Task directions: Reproduce the lines below from the one that contains "Shelf-audit tagging: put a marker on the white petal, one" through the end, inclusive, and add nothing.

[Start of Given data]

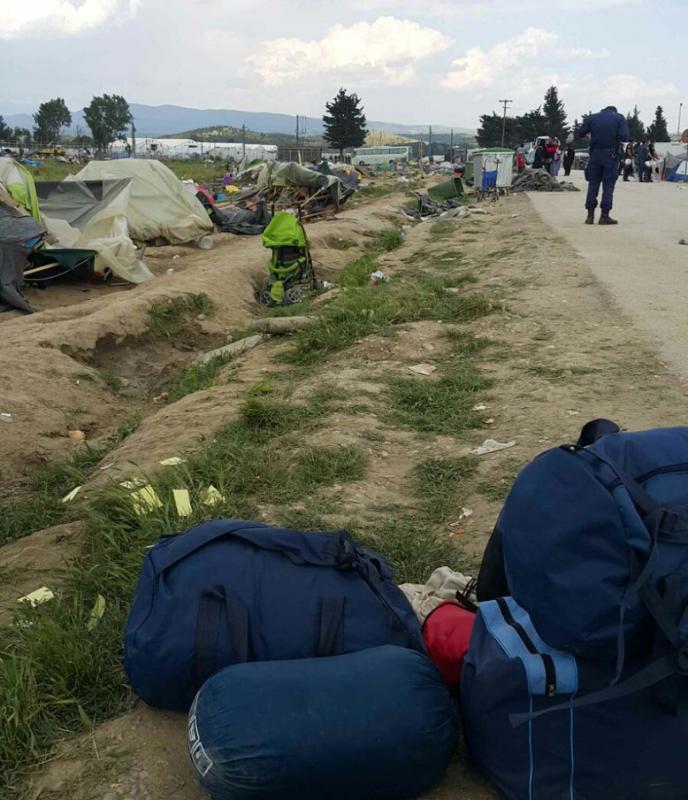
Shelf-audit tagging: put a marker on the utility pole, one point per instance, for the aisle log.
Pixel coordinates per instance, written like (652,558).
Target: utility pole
(506,104)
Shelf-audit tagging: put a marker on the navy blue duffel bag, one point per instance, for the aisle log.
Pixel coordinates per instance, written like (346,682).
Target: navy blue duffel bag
(544,725)
(231,591)
(375,725)
(589,533)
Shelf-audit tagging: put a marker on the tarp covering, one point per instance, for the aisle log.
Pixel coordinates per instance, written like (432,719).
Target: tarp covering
(18,181)
(94,215)
(159,207)
(19,233)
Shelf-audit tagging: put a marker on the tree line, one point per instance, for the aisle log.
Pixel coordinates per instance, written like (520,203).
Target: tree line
(108,116)
(550,119)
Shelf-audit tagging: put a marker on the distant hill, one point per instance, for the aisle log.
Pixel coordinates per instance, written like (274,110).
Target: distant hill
(169,119)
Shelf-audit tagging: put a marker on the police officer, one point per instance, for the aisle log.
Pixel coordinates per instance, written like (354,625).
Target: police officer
(607,130)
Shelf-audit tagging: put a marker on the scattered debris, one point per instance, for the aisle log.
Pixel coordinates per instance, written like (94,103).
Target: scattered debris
(491,446)
(145,500)
(182,502)
(211,496)
(423,369)
(71,495)
(377,277)
(96,613)
(233,349)
(37,597)
(539,180)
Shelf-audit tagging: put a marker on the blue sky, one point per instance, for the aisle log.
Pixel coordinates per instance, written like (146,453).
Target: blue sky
(412,61)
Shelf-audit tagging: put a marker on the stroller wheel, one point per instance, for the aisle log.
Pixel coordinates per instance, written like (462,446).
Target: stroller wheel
(294,295)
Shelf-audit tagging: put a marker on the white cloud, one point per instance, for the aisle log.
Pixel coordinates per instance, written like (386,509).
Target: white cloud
(383,52)
(48,18)
(626,88)
(482,68)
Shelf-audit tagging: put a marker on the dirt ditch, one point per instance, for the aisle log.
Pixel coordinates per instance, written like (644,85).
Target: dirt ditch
(552,353)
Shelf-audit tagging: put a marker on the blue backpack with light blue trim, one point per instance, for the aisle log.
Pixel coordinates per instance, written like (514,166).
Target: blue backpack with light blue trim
(537,724)
(592,536)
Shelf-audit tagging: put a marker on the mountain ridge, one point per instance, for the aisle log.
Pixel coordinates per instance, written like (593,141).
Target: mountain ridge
(167,119)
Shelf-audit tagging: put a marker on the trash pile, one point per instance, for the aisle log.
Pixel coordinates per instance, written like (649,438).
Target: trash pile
(539,180)
(289,186)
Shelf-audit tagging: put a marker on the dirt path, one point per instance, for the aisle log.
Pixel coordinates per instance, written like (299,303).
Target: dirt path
(640,260)
(557,350)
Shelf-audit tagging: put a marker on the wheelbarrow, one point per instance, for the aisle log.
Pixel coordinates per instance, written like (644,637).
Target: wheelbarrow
(53,263)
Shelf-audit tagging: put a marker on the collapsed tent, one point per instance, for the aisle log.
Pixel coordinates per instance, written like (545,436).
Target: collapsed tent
(20,235)
(19,184)
(158,207)
(93,215)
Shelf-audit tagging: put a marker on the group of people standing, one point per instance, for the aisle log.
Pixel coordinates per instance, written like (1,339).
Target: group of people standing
(640,160)
(547,155)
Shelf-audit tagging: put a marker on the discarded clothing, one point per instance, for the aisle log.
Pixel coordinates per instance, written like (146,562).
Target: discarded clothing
(441,586)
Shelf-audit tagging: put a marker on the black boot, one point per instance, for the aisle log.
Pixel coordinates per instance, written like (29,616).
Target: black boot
(605,219)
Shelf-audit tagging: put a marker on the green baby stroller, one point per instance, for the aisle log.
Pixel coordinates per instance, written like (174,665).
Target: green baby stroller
(291,273)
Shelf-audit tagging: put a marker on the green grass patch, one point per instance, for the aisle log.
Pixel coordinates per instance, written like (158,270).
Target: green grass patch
(171,316)
(339,243)
(364,310)
(357,272)
(437,483)
(442,406)
(197,377)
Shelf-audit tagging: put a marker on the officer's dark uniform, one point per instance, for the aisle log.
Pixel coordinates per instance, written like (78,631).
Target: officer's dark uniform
(607,130)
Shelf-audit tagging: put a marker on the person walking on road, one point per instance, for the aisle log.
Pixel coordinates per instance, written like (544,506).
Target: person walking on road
(569,157)
(642,155)
(607,129)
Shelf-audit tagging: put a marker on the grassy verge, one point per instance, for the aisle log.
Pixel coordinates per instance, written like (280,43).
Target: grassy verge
(40,505)
(368,309)
(56,674)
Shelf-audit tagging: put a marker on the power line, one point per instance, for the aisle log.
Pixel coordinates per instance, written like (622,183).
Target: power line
(506,104)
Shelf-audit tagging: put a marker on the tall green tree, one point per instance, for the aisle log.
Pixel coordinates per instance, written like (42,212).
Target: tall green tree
(636,128)
(554,115)
(108,117)
(21,135)
(5,130)
(49,120)
(345,122)
(658,131)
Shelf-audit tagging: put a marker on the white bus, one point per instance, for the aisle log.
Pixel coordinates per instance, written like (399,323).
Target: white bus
(374,156)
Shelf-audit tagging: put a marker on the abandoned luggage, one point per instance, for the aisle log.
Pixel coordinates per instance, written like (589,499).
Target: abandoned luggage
(375,725)
(604,743)
(230,591)
(447,634)
(589,534)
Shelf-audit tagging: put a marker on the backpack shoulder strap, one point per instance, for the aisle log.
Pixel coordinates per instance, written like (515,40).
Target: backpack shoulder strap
(318,549)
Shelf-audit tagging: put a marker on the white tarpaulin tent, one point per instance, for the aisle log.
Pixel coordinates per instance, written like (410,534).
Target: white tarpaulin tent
(93,216)
(159,207)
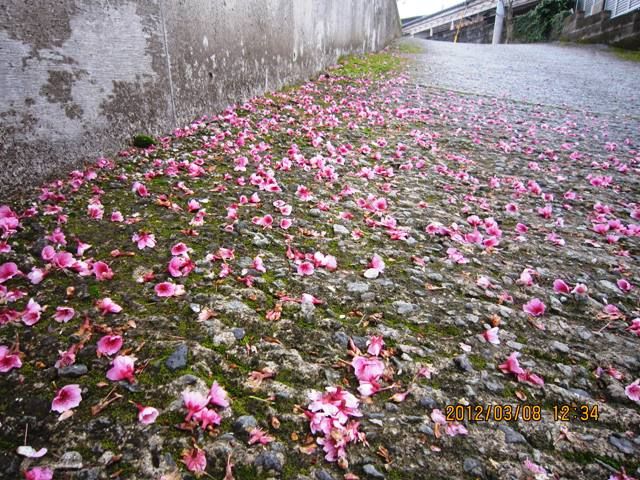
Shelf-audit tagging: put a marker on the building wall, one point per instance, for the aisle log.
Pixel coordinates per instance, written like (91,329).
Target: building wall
(79,77)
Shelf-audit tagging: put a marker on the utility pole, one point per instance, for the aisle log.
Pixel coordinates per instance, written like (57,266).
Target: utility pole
(509,36)
(497,27)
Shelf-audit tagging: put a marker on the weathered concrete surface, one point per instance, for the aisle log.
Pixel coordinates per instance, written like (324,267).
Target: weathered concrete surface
(583,77)
(622,31)
(79,76)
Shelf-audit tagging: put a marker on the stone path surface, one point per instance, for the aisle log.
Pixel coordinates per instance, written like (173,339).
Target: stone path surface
(387,272)
(579,77)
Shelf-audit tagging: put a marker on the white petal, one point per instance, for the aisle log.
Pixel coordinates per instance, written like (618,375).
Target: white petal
(30,452)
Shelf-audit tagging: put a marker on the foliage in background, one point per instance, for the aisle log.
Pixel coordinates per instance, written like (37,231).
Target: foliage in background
(543,23)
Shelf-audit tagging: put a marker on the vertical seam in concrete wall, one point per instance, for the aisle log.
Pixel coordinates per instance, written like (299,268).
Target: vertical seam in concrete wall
(167,56)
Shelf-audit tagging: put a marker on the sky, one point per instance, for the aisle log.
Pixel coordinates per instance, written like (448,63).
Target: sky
(413,8)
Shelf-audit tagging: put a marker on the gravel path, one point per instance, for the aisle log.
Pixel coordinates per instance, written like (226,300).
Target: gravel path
(306,286)
(579,77)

[End of Given data]

Result:
Shelf-audit tagging: put a marker on the white petal, one point per instance, for the aisle log.
Pixel coordinates per instance, written like (618,375).
Target: white petal
(30,452)
Shelf-audit tagging: put a marker on the foliage in background, one point per instance, for the aisle log.
Pixel coordinates per instance, written like (37,231).
Target: foliage in background
(543,23)
Shelf-audit tagging: put a marker on the vertical seam in concrete wall, one point per instance, for the aisle log.
Pixel coordinates per instance, written like (299,268).
Target: vertical seam in concrete wall
(167,56)
Shelf-audit tagging: put a marker on the sky, one point per instance, for the aisle log.
Pixel coordinates per instance, written like (448,63).
Target: sky
(413,8)
Shelf-audit tagging: put a marker on the gravel path, one point per instance, for the aisle log.
Pixel coordinates per instance, written like (226,300).
Target: gravel path
(306,286)
(579,77)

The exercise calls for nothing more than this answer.